Theater Review: A Few Thoughts on Williamstown Theatre Festival’s “Pygmalion”

Pygmalion by George Bernard Shaw. Directed by Nicholas Martin. Staged by the Williamstown Theatre Festival, Wiliamstown, MA, through July 27.

By Bill Marx

in the Williamstown Theatre Festival production of "Pygmalion." Photo: T. Charles Erickson.

Robert Sean Leonard (Higgins) and Heather Lind (Eliza) in the Williamstown Theatre Festival production of “Pygmalion.” Photo: T. Charles Erickson.

I generally agree with Helen Epstein’s admiring review of the Williamstown Theatre Festival presentation of Pygmalion—this is a splendid staging of a delightful anti-romance that even in these supposedly post-feminist days poses somewhat of a problem, particularly when a production turns its back on George Bernard Shaw’s elemental demand: that the audience should not yearn that Eliza, once she gains her self-respect and independence, remain on speaking terms, let along stay with, her tyrannical teacher, Henry Higgins.

Of course, the film version of Pygmalion, along with the sentimentalized but magnificent musical My Fair Lady, fudge this issue dreadfully, intimating that the God-like professor and smitten student somehow reunite in some sort of canoodling relationship. But that is to misunderstand the ironically evolutionary nature of the play: The very qualities (arrogance, emotional immaturity, the gamboling spirit) that led Higgins to create a new Eliza make him impossible as a husband. A free-thinking individual, Eliza not only absorbs his intellectual chops but tempers them in a more human, and egalitarian, sensibility. As a teacher, she has become his superior in every way that counts—she is the democratic future, he is the aristocratic past.
□ □ □ □
§ Given task 1
Copy the passage of the Pygmalion review starting with "I generally agree" and going on through "teacher, Henry Higgins.".
The Pygmalion review and the entries are unrelated material.

Excerpts of location labeling data:
□ □ □ □
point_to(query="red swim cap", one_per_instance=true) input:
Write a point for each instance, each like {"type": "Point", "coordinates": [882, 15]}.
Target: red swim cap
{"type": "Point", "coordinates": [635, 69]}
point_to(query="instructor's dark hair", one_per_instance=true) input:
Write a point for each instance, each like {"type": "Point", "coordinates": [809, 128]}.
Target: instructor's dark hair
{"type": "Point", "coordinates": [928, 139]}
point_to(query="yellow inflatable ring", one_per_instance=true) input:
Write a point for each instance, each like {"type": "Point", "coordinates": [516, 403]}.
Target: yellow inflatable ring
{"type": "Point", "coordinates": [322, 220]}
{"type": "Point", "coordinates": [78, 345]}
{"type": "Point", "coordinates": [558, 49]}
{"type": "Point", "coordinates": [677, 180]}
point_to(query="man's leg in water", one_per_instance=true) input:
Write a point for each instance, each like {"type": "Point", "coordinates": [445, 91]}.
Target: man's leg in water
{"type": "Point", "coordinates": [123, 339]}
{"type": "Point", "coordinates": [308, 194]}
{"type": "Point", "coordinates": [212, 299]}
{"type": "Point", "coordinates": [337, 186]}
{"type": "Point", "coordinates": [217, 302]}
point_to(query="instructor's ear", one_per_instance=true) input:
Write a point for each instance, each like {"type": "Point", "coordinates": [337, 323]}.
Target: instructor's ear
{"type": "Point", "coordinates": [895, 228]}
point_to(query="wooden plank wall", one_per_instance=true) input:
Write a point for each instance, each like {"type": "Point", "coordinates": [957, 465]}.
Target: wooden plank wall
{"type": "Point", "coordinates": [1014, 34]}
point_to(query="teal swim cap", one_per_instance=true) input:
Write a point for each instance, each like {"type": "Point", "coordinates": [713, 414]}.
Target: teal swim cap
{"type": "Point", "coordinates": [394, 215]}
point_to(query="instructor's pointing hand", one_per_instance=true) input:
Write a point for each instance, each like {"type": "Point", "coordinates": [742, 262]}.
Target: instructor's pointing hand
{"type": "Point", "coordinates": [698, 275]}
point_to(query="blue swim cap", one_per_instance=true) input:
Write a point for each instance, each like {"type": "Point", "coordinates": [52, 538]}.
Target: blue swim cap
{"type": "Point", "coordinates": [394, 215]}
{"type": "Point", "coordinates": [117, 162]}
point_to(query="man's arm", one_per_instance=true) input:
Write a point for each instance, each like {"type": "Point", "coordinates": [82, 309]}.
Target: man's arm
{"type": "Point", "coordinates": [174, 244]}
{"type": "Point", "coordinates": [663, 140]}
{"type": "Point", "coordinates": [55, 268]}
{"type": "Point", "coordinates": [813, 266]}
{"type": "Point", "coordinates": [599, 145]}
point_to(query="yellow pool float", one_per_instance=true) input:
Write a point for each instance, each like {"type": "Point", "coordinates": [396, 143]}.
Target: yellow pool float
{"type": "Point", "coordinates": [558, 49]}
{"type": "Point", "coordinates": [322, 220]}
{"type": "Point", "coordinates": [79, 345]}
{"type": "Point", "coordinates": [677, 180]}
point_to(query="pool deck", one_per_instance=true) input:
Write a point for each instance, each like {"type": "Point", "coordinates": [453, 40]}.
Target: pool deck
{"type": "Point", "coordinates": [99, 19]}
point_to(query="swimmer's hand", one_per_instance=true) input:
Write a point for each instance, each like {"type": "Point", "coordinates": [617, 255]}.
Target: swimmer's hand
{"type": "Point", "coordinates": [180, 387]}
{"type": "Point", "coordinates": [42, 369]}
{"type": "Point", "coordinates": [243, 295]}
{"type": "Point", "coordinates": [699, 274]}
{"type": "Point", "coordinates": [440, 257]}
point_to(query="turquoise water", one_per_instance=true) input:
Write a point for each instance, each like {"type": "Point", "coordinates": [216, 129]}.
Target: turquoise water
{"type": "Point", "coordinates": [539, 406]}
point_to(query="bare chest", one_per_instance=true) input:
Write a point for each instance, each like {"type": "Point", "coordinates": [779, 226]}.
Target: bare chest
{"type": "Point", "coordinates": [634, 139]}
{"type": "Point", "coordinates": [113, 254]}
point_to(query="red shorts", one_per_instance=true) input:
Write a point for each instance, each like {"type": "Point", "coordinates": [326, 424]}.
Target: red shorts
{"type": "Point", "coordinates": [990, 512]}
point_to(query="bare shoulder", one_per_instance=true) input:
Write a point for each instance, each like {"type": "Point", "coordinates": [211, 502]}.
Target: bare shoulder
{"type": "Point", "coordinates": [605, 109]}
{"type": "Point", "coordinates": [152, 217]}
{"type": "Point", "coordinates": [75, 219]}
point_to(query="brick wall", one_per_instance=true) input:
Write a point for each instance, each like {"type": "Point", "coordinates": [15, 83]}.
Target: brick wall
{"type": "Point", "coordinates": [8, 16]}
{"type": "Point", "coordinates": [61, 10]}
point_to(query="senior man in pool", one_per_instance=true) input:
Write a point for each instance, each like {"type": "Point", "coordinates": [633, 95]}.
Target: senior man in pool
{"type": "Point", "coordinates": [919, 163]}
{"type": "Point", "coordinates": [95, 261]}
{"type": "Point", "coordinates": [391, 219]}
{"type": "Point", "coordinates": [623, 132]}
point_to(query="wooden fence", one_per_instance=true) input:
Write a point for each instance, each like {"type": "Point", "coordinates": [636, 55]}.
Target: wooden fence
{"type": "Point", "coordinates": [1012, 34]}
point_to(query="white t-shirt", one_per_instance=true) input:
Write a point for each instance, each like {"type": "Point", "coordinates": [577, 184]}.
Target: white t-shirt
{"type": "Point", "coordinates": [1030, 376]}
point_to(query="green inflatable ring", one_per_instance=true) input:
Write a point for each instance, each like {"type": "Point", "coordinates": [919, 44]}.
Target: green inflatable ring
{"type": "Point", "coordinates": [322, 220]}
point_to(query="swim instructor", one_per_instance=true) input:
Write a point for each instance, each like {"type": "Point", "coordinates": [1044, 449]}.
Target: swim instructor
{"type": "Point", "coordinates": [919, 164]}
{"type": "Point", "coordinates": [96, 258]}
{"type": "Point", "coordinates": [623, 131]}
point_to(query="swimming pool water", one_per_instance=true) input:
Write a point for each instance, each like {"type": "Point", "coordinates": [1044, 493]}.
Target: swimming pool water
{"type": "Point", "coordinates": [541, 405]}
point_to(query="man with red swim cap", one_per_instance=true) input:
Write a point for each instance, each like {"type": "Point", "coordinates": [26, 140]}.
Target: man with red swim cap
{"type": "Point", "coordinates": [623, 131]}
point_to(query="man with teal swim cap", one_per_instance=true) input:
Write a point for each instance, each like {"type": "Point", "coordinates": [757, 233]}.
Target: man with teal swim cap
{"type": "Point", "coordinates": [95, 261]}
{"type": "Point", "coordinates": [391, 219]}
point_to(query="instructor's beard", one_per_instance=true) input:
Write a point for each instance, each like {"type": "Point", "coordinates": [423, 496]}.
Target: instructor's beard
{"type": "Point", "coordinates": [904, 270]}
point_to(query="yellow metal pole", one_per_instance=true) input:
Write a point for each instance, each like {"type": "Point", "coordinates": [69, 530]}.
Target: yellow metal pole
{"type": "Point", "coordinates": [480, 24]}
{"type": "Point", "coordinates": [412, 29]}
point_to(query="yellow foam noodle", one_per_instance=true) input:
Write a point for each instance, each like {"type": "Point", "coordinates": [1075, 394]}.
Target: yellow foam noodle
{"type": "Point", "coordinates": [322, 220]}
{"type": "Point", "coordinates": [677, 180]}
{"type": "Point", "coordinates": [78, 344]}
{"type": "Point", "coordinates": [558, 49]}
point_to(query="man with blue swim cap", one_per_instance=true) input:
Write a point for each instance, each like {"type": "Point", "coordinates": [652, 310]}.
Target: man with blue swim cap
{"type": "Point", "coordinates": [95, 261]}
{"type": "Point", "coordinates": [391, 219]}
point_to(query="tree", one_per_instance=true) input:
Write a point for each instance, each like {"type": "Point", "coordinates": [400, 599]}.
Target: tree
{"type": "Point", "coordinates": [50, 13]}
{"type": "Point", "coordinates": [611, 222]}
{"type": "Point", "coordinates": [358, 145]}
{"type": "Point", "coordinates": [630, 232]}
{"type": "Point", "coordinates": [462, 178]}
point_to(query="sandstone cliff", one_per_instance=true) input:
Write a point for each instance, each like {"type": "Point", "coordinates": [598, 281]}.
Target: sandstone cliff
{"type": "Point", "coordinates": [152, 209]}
□ □ □ □
§ Given task 2
Return each line of the entries that contains the string "plank".

§ Correct answer 1
I generally agree with Helen Epstein’s admiring review of the Williamstown Theatre Festival presentation of Pygmalion—this is a splendid staging of a delightful anti-romance that even in these supposedly post-feminist days poses somewhat of a problem, particularly when a production turns its back on George Bernard Shaw’s elemental demand: that the audience should not yearn that Eliza, once she gains her self-respect and independence, remain on speaking terms, let along stay with, her tyrannical teacher, Henry Higgins.

§ Correct answer 2
point_to(query="wooden plank wall", one_per_instance=true) input:
Target: wooden plank wall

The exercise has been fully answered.